• [EXERCISE AIM] Retype, exactly as they appear below, the lines between the line holding "Every instance of the spread" and the line holding "Every instance of the white rocking", both ends included.
##### DATA TO USE
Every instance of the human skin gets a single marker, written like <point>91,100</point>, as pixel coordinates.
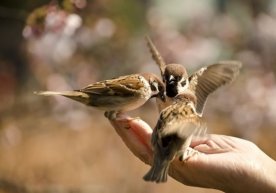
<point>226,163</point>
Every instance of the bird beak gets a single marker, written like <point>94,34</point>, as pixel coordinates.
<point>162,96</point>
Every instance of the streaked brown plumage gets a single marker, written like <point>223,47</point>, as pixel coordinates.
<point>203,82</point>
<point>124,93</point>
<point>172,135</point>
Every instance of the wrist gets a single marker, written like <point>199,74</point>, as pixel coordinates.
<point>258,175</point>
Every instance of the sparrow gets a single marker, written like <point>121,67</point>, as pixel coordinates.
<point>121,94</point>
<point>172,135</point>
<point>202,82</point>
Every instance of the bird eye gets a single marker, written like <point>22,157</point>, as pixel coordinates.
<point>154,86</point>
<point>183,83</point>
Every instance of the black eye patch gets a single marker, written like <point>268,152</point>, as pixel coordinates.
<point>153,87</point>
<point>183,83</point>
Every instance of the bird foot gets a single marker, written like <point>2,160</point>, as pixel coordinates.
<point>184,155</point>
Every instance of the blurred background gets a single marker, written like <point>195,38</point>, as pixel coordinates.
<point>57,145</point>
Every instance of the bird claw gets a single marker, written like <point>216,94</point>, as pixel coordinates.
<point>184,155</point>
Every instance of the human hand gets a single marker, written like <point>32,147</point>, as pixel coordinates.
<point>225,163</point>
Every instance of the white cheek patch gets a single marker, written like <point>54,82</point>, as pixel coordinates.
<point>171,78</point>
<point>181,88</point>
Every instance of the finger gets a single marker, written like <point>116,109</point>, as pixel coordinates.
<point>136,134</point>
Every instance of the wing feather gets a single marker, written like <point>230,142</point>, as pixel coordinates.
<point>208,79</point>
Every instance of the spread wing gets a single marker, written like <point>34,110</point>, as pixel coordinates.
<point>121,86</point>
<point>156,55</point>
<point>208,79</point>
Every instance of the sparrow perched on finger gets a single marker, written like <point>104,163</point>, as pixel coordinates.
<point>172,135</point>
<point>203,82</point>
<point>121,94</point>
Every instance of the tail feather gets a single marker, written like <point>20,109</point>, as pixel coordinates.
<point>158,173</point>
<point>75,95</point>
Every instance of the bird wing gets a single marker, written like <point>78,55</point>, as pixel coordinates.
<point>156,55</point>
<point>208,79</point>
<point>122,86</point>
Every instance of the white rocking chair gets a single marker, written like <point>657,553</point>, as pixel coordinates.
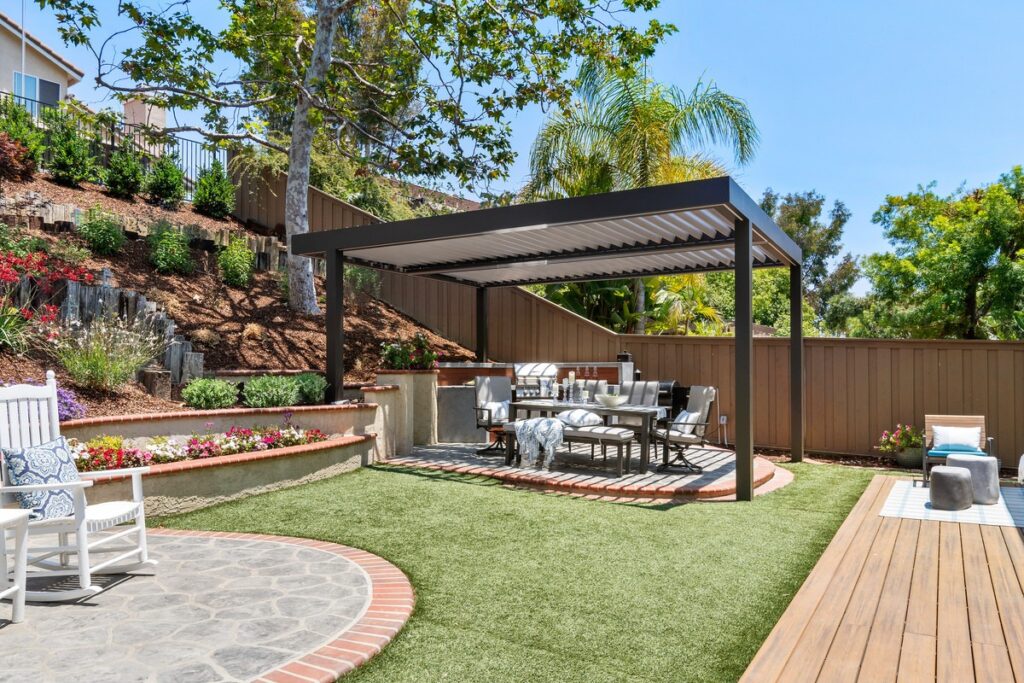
##########
##### DATA TO USE
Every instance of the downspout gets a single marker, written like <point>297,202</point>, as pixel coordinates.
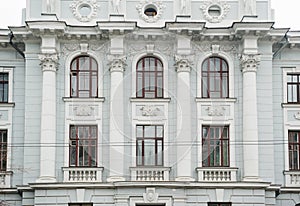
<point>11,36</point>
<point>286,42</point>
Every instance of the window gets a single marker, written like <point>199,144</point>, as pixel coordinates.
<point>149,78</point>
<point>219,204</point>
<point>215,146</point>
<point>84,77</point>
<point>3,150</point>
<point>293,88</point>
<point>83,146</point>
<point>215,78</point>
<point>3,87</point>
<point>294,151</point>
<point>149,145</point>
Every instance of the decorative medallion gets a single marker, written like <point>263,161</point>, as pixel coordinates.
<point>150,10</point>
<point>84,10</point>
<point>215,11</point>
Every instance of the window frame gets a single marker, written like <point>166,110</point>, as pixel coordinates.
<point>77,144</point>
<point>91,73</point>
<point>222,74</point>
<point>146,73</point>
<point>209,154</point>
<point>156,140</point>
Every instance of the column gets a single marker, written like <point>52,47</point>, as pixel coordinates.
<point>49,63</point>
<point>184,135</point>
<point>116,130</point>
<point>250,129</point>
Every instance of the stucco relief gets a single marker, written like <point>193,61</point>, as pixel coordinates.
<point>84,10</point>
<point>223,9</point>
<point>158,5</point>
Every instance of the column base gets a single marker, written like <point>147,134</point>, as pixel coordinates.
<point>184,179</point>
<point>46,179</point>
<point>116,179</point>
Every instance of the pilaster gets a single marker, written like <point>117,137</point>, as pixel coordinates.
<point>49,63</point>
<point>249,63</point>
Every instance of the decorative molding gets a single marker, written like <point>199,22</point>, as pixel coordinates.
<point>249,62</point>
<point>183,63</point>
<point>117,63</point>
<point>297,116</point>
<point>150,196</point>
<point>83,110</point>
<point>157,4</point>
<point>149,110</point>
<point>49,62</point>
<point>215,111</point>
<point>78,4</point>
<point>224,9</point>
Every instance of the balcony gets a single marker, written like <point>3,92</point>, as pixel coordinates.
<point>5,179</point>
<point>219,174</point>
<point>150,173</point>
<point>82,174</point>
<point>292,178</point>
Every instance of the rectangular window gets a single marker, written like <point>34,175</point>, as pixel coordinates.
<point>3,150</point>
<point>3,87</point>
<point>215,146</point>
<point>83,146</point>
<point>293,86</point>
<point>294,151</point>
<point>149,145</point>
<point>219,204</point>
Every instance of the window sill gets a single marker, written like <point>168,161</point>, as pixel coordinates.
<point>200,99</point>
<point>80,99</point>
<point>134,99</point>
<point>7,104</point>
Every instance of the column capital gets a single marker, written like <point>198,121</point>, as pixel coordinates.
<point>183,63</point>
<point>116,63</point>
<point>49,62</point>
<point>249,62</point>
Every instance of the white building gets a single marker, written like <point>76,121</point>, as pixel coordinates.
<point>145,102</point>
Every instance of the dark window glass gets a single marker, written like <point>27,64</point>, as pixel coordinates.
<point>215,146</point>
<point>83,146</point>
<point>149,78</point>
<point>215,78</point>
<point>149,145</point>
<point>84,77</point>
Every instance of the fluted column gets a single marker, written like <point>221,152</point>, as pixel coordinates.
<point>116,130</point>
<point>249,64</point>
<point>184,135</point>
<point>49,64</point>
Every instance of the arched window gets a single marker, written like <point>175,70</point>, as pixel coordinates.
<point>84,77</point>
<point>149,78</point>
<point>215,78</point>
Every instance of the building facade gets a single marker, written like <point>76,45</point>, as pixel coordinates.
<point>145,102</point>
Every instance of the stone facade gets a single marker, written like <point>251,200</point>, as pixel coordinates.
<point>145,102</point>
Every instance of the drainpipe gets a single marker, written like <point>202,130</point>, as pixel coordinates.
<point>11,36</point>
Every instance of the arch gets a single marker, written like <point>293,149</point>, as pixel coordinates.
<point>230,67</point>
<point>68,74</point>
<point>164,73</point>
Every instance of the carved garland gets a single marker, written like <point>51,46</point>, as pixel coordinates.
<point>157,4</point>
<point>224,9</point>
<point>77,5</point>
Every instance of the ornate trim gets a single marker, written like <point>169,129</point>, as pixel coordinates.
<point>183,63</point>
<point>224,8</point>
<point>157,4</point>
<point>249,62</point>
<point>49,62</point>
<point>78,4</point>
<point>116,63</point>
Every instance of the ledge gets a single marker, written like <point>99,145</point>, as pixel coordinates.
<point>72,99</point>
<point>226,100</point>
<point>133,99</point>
##########
• [SOLUTION TO THIS TASK]
Every instance of the spread wing gets a single marker, written like <point>34,110</point>, as pixel coordinates.
<point>121,86</point>
<point>156,55</point>
<point>208,79</point>
Every instance of the sparrow perched on finger gets a single marker, written like <point>104,163</point>, as pixel coordinates.
<point>172,135</point>
<point>203,82</point>
<point>121,94</point>
Every instance of the tail feather gets a single marker, written like <point>20,109</point>, as pixel coordinates.
<point>158,173</point>
<point>75,95</point>
Every instance of the bird wing gets a single marker, written like <point>78,55</point>, as pixel coordinates.
<point>156,55</point>
<point>208,79</point>
<point>122,86</point>
Every instance of the white rocking chair gets a single marker, written like <point>657,553</point>, as pixel coordinates.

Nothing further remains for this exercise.